EXERCICE ÉCRIT A ▸ D'après l'extrait choisi ci-dessous, quel spectacle de fin d'année les étudiants en musique du cégep de Joliette ont-ils présenté ?

EXTRAIT CHOISI ▸
***
Même dans Lanaudière, Elvis Gratton est bien vivant et sera peut-être à la 8e édition de l’October Blues. Aux élections fédérales du 2 mai dernier, les électeurs de Berthier-Maskinongé ont élu une unilingue anglophone pour les représenter. Where’s the problem? She’s so nice! La semaine suivante, des étudiants en techniques administratives du cégep de Joliette organisaient un concours intitulé Joliette’s Got Talent. Presque tous les gagnants ont présenté des numéros en anglais et le groupe Call me Doctor a diverti la foule. Au même moment, les étudiants en musique du même cégep présentaient Planète Blues, un spectacle de fin d’année tout en anglais. Même plus besoin d’étudier dans une institution scolaire anglophone pour s’angliciser!
***
ENSEMBLE D'ENTRÉES ▸
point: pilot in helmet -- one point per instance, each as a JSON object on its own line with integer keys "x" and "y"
***
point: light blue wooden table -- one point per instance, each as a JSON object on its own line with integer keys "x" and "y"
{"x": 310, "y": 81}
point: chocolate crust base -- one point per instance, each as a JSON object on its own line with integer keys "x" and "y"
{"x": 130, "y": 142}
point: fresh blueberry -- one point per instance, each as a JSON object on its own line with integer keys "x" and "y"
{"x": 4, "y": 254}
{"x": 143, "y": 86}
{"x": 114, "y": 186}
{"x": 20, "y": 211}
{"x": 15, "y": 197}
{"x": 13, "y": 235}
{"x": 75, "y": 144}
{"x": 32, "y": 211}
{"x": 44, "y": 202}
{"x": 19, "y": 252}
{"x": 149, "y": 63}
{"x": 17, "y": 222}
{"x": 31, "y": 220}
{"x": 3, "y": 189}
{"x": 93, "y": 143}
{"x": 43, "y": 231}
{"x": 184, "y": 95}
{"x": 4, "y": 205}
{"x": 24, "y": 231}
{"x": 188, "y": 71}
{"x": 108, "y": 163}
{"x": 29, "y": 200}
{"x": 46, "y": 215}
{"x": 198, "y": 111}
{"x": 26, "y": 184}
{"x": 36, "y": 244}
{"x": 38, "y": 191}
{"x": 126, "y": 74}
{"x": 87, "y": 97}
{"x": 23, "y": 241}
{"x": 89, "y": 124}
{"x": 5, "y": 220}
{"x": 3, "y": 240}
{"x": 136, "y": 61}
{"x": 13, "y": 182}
***
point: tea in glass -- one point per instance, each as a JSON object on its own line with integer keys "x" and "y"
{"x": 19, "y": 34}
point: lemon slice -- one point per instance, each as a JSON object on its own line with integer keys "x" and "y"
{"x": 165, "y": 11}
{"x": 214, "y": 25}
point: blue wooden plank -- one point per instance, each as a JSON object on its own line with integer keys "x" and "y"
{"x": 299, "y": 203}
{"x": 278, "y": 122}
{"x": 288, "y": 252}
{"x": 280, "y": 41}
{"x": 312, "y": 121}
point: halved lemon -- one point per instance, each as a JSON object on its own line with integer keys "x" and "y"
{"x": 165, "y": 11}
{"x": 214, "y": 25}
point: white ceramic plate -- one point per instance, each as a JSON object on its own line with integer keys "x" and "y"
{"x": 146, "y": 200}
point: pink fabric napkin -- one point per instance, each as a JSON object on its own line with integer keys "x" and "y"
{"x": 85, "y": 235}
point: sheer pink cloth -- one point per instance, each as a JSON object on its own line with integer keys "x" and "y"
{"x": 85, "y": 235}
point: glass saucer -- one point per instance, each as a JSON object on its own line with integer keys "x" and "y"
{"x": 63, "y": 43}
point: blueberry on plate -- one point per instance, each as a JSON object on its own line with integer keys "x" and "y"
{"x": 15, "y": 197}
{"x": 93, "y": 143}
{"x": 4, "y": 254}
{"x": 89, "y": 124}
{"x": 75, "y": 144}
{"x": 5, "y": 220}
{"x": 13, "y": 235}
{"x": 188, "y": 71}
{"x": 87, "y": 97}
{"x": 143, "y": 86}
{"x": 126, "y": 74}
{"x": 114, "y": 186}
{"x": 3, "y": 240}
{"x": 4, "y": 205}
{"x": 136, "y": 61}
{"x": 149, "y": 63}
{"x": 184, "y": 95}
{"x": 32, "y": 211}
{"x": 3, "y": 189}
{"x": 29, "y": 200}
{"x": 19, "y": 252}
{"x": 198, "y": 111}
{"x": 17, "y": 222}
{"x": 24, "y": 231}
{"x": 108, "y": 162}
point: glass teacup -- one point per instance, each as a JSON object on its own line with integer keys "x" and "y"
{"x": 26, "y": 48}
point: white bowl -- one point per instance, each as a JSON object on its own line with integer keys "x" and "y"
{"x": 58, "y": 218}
***
EXERCICE ÉCRIT B ▸ Comptez les lignes des entrées qui contiennent la chaîne « plate », puis donnez uniquement ce nombre.

RÉPONSE ATTENDUE A ▸ Ils ont présenté Planète Blues, un spectacle tout en anglais.

RÉPONSE ATTENDUE B ▸ 2